(DOCUMENT PASSAGE)

Filariasis is a parasitic and infectious tropical disease, caused by the thread-like parasitic filarial worms, Wuchereria bancrofti, Brugia malayi, and Brugia timori, all transmitted by mosquitoes. It is extremely rare in Western countries. Loa loa is another filariasis of humans, transmitted by the horse-fly. more...
The most spectacular symptom of filariasis is elephantiasis (swelling in the genitals or limbs), which was the first disease discovered to be transmitted by insects. Elephantiasis is caused when the parasites lodge in the lymphatic system.
In 1866, Otto Wucherer demonstrated the presence of microfilaria, or filaria larva, in urine. In 1871, Timoth Lewis discovered the presence of microfilaria in peripheral blood; later, in 1876, Joseph Bancroft discovered the adult form. Finally in 1878, Patrick Manson observed the development of Wuchereria bancrofti in mosquitos.
Filariasis is endemic in tropical regions of Asia, Africa, Central and South America.
Elephantiasis affects above all the lower extremities, whereas ears, mucus membranes, and amputation stumps are rarely affected; however, it depends on the species of filaria. Wuchereria bancrofti can affect the legs, arms, vulva, breasts, while Brugia timori rarely affects the genitals. Infection by Onchocerca volvulus and the migration of its microfilariae through the cornea is a major cause of blindness (Onchocerciasis).

(End DOCUMENT PASSAGE)
(SUPPLIED RECORDS)

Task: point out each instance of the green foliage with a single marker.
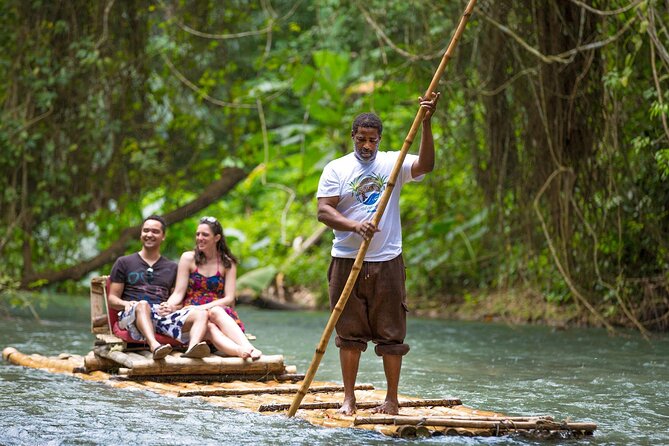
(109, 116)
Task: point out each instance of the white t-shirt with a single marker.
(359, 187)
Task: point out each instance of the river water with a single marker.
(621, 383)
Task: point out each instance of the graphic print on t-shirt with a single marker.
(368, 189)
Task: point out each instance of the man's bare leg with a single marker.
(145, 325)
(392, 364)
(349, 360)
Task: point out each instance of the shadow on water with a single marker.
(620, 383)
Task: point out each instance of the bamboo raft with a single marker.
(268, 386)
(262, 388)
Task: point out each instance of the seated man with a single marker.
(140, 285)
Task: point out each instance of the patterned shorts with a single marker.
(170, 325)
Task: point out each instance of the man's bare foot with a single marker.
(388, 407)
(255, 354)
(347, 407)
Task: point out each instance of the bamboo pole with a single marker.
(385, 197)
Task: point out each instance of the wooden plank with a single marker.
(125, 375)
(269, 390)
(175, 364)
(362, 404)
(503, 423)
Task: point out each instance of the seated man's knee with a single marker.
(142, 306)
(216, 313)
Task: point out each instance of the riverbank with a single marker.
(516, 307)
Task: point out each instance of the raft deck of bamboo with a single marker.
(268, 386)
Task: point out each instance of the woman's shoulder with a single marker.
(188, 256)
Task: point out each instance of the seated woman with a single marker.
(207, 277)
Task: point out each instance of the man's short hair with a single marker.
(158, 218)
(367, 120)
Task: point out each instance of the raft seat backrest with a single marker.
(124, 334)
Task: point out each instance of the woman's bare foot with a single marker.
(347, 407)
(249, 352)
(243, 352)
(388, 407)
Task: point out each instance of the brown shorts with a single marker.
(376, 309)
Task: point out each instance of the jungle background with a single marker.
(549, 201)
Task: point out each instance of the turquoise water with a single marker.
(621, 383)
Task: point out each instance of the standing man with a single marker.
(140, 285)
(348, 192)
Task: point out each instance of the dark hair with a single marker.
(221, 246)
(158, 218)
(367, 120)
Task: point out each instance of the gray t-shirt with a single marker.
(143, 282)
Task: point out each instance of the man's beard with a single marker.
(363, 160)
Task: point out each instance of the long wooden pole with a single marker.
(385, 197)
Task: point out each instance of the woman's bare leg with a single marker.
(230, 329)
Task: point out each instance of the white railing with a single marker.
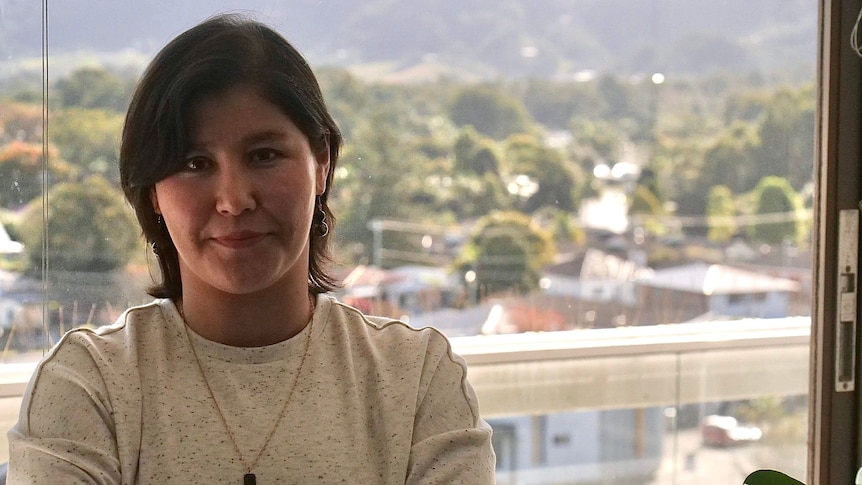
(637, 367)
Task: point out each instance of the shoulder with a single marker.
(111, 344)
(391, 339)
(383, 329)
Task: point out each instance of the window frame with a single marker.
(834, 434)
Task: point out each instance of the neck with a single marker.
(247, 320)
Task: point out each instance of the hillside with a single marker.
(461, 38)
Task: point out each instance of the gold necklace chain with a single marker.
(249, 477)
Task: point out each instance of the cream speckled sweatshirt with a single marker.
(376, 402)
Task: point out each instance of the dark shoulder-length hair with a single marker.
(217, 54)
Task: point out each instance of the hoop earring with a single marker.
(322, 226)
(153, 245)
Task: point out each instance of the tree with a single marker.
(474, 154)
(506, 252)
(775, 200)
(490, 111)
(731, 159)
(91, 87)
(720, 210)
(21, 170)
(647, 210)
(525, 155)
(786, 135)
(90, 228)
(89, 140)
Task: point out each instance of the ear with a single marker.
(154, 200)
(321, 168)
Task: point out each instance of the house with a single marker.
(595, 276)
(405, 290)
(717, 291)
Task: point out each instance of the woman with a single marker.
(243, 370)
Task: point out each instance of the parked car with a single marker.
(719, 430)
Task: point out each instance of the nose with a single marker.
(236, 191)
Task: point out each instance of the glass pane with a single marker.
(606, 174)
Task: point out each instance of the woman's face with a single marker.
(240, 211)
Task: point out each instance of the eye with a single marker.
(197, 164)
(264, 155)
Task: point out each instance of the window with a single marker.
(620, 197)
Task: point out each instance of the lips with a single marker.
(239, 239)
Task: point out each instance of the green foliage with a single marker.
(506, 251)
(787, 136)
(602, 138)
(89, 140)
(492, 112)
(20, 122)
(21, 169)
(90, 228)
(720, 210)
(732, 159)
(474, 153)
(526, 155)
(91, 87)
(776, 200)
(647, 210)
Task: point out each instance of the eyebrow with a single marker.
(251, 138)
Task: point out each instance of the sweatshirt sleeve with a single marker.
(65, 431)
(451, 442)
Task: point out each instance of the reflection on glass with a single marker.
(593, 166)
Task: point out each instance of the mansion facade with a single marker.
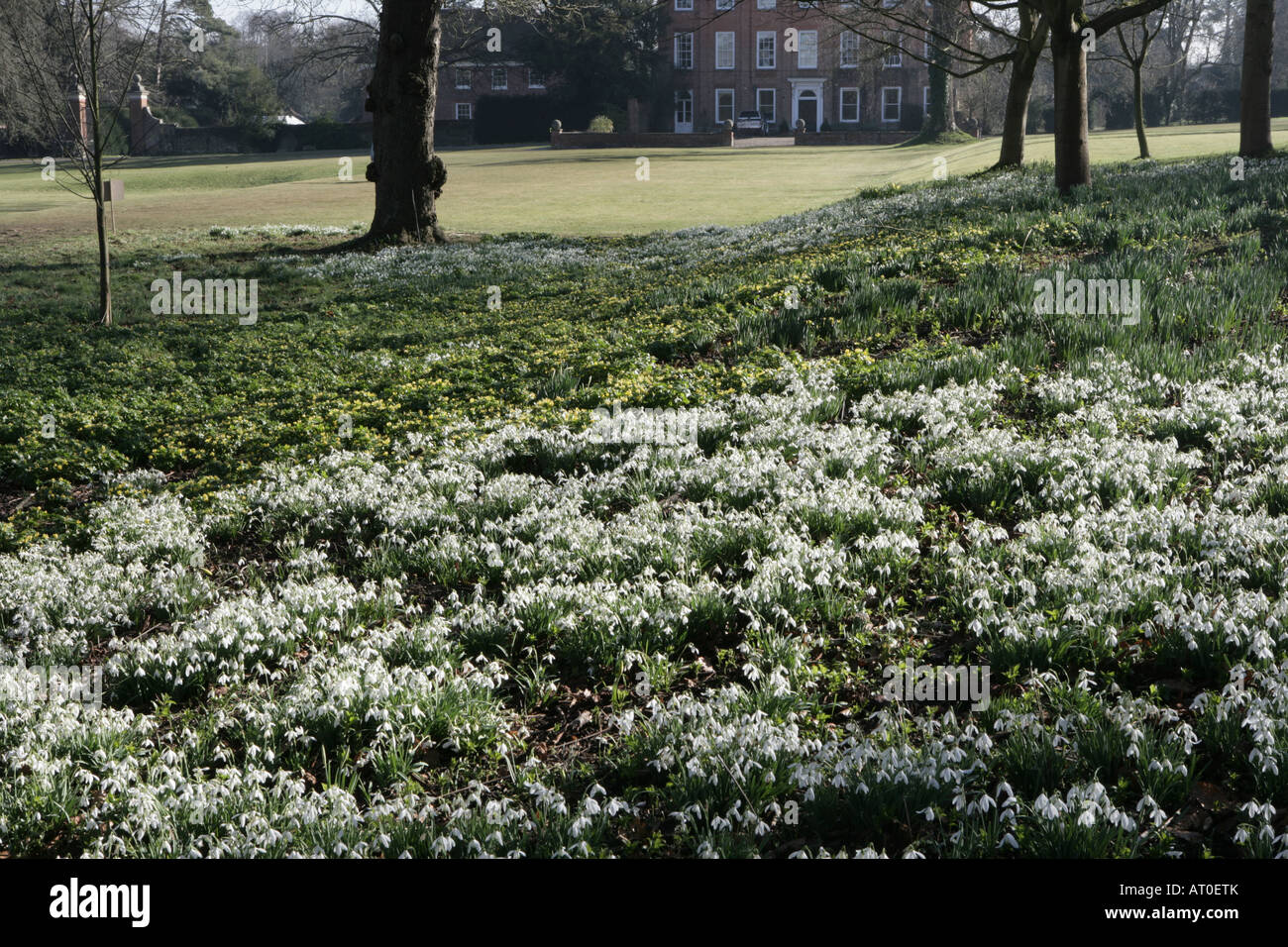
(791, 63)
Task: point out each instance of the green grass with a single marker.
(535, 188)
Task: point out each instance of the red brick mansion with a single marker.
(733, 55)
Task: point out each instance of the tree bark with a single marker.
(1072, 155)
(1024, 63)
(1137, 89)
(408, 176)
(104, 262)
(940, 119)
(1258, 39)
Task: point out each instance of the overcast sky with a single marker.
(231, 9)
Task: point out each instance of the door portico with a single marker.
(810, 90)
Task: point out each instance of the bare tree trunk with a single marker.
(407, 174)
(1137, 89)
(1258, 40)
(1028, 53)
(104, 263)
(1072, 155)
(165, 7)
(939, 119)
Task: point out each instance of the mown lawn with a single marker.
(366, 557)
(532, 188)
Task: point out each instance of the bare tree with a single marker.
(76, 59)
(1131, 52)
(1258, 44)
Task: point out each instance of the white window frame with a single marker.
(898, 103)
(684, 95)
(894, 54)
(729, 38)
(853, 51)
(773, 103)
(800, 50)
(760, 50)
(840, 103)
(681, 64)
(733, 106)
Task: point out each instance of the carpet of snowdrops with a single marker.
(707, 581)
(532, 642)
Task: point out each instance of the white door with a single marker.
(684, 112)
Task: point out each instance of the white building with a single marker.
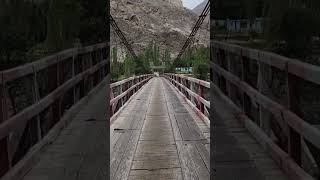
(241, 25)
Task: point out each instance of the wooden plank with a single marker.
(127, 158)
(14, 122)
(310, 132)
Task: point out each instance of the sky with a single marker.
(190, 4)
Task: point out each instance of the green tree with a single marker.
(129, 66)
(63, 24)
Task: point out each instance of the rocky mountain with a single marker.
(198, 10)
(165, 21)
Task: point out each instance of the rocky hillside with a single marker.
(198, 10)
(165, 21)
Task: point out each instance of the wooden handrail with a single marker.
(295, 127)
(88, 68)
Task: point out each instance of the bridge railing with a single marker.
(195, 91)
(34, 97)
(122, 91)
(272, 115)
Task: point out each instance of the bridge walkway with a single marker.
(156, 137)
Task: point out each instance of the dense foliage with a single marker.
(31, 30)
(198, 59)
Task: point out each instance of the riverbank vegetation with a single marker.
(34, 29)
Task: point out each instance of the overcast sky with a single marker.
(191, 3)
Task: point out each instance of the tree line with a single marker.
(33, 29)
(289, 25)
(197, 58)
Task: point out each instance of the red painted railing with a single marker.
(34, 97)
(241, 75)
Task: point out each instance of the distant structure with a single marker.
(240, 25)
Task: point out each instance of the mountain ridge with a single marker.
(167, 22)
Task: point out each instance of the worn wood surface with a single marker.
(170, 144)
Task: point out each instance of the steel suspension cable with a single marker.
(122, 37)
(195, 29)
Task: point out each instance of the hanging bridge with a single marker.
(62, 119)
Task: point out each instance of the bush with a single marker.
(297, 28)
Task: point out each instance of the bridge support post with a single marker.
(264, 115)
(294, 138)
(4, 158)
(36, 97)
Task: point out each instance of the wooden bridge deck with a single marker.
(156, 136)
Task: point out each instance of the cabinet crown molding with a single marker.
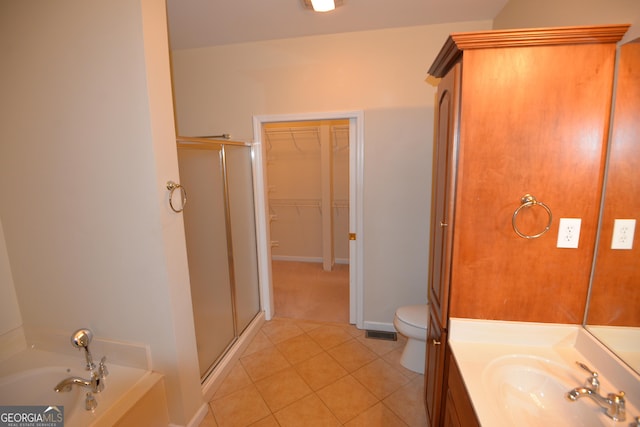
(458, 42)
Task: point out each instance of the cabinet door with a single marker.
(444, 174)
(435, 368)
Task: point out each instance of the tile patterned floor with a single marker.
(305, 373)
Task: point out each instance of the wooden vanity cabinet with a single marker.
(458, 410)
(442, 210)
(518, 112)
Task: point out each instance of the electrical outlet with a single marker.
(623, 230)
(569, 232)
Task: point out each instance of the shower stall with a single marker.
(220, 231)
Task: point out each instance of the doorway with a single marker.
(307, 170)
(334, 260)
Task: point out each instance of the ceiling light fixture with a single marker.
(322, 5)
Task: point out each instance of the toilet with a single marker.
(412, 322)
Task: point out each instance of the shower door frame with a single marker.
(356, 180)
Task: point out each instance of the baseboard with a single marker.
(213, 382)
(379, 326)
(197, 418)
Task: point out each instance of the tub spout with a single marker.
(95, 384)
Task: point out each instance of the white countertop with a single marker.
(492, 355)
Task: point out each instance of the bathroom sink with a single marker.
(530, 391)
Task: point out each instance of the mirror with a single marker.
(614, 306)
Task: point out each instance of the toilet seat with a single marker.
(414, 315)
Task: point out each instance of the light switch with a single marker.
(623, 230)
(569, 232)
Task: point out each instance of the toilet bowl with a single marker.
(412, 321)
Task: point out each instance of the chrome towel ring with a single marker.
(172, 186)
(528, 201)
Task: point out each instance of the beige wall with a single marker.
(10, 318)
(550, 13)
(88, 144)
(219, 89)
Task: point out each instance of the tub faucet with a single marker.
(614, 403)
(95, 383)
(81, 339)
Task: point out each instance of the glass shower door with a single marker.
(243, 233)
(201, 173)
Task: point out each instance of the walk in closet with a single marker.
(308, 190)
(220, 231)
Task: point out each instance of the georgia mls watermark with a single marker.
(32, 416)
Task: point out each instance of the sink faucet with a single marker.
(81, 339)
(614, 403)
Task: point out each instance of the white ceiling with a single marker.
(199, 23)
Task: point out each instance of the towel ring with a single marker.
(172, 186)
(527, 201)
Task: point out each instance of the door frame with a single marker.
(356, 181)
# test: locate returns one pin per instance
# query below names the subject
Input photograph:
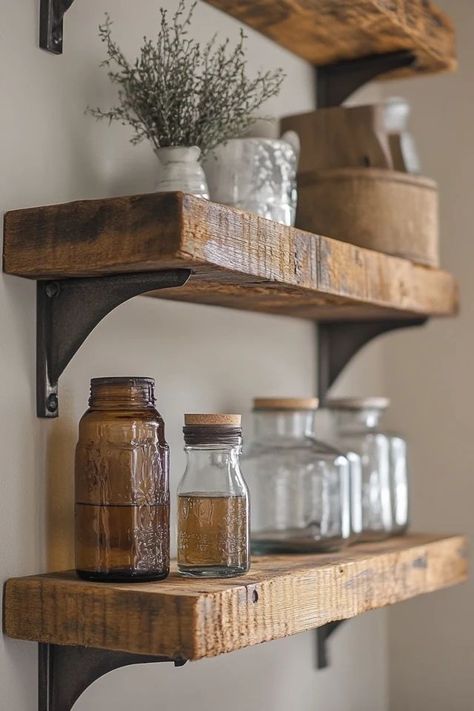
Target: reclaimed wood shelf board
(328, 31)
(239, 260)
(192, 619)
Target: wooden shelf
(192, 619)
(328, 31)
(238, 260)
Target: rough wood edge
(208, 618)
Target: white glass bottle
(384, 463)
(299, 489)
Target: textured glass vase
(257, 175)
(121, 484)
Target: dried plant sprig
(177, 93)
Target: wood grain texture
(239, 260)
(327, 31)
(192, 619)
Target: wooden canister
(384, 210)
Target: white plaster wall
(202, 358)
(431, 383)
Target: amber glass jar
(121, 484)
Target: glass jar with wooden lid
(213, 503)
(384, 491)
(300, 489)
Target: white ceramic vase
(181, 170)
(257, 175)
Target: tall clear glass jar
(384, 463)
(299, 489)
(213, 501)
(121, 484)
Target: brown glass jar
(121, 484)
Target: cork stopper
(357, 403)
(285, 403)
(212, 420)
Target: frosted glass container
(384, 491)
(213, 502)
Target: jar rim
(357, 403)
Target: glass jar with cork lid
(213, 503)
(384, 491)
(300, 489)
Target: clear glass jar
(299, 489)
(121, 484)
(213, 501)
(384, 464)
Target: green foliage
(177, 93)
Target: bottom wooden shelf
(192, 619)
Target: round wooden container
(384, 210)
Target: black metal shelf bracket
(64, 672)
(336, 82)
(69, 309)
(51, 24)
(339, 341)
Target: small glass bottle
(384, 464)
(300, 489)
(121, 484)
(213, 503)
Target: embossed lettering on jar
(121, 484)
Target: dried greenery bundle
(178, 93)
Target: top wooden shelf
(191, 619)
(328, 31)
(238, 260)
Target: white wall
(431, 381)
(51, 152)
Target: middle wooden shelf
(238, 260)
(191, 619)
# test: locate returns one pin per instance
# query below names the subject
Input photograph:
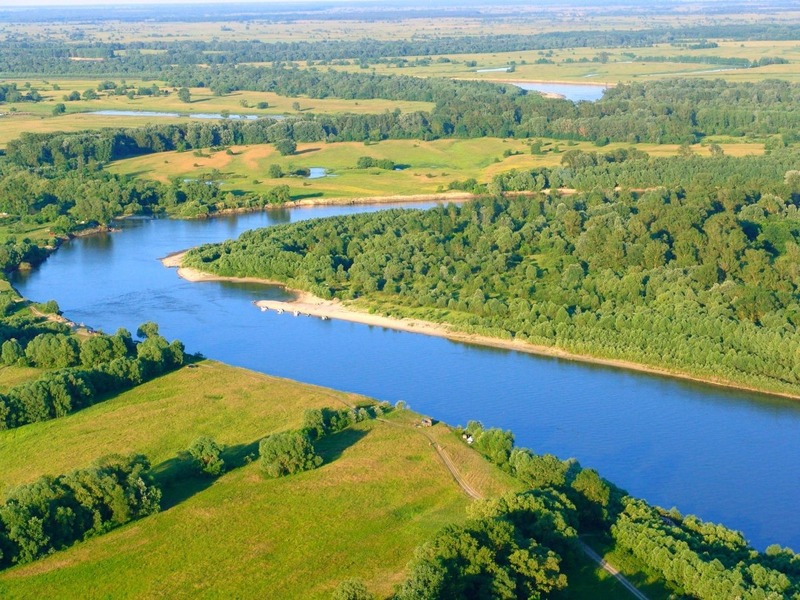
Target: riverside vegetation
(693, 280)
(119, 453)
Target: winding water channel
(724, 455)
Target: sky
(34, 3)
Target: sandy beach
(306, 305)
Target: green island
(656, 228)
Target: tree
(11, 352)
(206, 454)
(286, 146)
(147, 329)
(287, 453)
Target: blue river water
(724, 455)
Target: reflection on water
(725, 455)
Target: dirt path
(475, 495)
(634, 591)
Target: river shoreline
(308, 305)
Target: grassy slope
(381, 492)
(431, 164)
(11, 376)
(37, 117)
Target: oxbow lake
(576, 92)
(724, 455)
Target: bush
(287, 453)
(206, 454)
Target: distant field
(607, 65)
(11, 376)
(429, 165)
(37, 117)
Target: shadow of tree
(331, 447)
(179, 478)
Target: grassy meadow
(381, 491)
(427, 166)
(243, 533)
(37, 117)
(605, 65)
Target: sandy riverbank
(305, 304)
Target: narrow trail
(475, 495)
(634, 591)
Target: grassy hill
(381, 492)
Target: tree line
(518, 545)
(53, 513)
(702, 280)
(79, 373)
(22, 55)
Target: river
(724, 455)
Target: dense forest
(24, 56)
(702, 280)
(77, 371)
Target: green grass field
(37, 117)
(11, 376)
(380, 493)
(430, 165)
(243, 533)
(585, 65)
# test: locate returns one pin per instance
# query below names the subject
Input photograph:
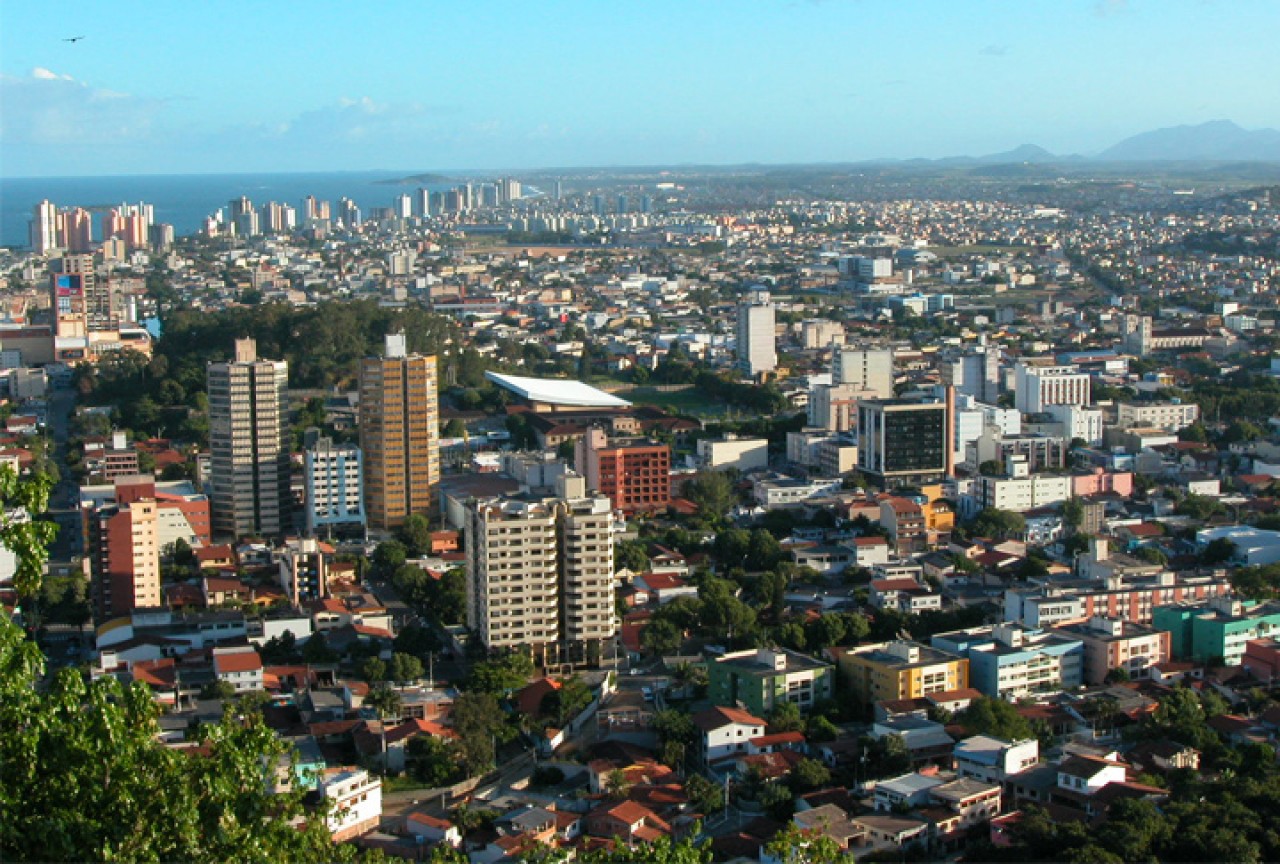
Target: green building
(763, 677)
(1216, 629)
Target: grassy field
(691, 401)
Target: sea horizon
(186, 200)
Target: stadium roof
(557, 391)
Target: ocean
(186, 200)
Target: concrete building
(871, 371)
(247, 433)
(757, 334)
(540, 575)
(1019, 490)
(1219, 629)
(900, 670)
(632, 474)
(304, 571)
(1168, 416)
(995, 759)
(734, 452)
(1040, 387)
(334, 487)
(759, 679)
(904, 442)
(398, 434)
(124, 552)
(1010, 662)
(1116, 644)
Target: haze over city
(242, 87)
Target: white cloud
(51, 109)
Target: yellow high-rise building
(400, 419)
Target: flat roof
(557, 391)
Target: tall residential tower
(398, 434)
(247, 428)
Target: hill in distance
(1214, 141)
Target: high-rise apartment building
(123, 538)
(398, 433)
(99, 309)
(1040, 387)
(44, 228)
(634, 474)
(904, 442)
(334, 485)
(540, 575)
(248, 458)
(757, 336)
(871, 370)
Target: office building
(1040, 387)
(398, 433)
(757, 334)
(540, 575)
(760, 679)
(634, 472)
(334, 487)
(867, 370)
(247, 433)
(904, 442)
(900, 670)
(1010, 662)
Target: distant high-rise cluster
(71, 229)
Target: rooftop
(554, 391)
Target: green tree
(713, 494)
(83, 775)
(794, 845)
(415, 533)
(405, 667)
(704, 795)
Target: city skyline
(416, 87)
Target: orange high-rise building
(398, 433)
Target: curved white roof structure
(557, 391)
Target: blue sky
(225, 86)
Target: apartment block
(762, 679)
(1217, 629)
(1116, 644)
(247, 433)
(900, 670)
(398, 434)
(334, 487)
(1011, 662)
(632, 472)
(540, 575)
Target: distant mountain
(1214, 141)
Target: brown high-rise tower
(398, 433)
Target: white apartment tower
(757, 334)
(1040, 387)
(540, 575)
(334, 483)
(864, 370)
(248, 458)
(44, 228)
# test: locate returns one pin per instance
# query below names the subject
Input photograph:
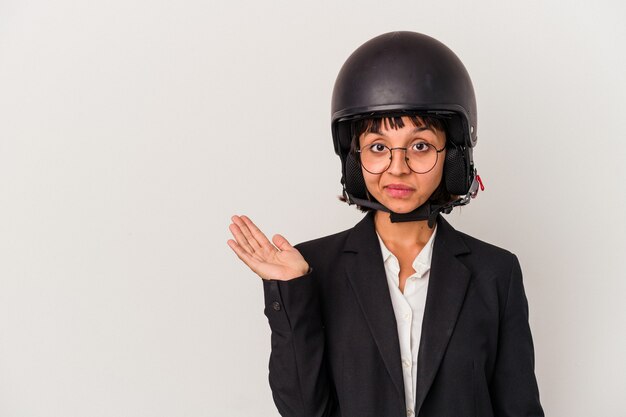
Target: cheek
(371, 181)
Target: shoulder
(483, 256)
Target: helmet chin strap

(End SUPPLIED RECORDS)

* _EXERCISE DIRECTIONS_: According to the filariasis passage above, which insect transmits Loa loa?

* _EXERCISE RESPONSE_: The horse-fly.